Go Home. Stay Home

 

Well, I guess I should just start at the beginning. We talked about going maybe during spring break, but that didn't happen 'cause everything just broke loose, we ran out of time. And then that's when COVID was really starting to take root. 

About two weeks before school ended, we thought, "Well, maybe it would be a good time to go now." We'd just gotten married in December and some of Mike's stuff was still in Florida. He had left about two years ago to come up to the Minnesota region, Minnesota area. And so, we needed to go and get his belongings from there, but also to visit family. So they live in Cape Coral, his mom and sister. And then my sister and brother and her family live in Fayetteville, Georgia. So, we kinda planned what day we would leave, but really not a time in which it would end, so we knew that we would take some time to get down there.

#### Problem to work on:
In the "Go Home. Stay Home" account, in which city do Mike's mom and sister live?

#### Listed entries:
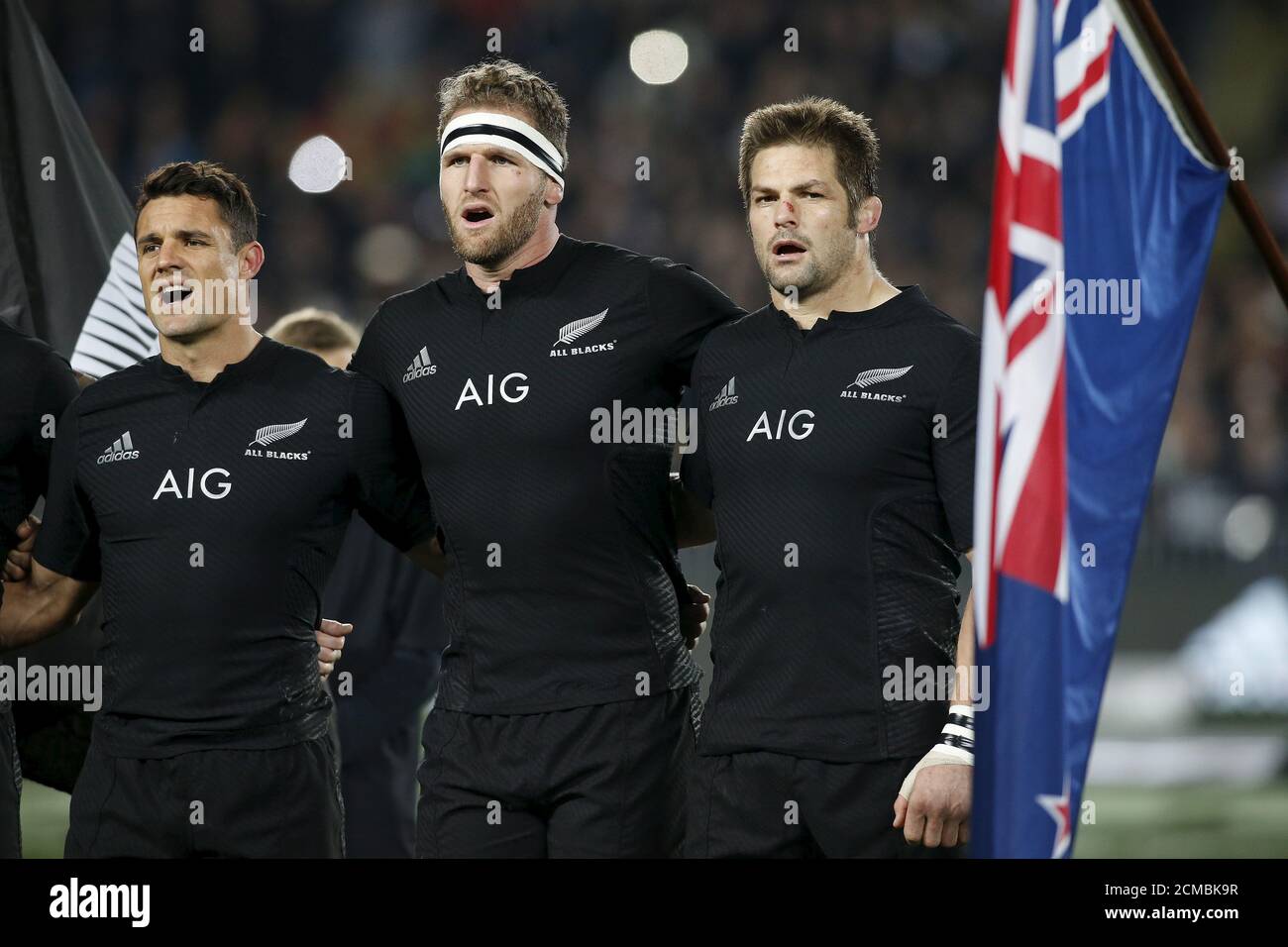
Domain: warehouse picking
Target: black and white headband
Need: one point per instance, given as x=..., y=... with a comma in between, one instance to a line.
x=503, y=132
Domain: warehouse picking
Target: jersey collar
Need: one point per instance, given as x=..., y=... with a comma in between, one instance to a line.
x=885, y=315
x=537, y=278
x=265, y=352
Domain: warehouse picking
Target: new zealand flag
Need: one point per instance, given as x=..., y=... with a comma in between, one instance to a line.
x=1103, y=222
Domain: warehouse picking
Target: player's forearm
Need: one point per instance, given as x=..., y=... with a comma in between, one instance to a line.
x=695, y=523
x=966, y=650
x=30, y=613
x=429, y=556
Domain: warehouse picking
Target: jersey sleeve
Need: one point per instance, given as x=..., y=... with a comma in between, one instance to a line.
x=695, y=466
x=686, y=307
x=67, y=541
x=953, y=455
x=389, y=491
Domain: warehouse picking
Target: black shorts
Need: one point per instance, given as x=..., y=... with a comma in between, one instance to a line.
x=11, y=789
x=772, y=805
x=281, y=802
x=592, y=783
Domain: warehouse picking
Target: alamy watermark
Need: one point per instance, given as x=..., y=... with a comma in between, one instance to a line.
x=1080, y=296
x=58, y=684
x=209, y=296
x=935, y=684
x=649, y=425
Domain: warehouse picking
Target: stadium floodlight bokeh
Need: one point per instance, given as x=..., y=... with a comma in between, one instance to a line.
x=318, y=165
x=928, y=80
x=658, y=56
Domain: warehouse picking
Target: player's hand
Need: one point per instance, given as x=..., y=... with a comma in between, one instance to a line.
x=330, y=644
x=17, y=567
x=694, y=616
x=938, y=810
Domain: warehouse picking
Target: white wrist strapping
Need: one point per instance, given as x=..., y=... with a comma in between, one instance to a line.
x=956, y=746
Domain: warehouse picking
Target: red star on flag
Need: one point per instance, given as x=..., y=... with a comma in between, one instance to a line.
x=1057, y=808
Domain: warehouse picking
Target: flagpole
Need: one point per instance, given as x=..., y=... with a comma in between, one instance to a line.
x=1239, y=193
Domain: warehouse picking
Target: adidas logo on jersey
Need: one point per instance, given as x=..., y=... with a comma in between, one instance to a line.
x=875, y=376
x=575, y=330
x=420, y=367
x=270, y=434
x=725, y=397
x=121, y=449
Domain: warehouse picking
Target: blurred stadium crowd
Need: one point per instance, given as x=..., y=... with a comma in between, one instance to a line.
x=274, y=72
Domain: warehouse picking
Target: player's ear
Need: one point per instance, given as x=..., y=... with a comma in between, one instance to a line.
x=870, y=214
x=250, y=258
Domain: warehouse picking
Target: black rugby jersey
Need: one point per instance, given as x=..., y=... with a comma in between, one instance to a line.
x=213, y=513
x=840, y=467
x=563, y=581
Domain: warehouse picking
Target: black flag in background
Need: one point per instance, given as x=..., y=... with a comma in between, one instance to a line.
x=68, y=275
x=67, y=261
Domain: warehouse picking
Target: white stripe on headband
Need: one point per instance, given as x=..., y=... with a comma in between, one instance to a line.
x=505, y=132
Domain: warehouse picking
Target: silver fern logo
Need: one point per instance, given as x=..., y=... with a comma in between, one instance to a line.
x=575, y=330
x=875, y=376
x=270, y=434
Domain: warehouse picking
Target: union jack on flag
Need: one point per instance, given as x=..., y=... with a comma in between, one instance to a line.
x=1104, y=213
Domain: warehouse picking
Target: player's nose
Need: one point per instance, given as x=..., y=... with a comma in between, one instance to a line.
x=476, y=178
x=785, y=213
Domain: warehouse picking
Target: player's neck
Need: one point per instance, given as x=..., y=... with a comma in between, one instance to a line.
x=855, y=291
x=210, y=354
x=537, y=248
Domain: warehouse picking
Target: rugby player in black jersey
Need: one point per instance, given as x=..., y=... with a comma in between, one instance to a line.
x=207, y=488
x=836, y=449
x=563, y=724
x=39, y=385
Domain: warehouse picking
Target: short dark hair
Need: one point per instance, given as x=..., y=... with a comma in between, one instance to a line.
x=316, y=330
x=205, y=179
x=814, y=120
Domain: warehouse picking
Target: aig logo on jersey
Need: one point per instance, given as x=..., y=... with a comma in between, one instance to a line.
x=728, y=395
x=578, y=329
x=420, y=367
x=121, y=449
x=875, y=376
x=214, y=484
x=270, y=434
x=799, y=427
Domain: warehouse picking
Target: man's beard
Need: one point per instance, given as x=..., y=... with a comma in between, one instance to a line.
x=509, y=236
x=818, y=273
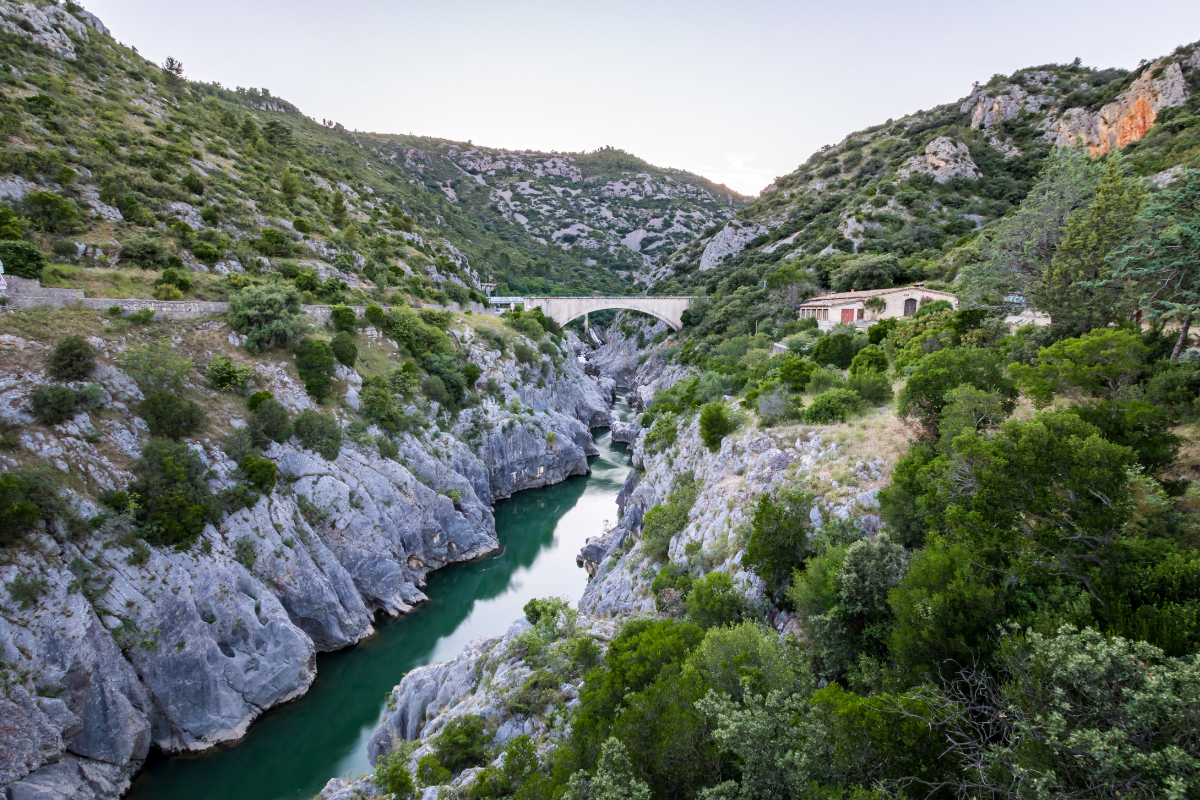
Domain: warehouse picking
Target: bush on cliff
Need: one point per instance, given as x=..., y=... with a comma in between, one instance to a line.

#### Finished task:
Cape Coral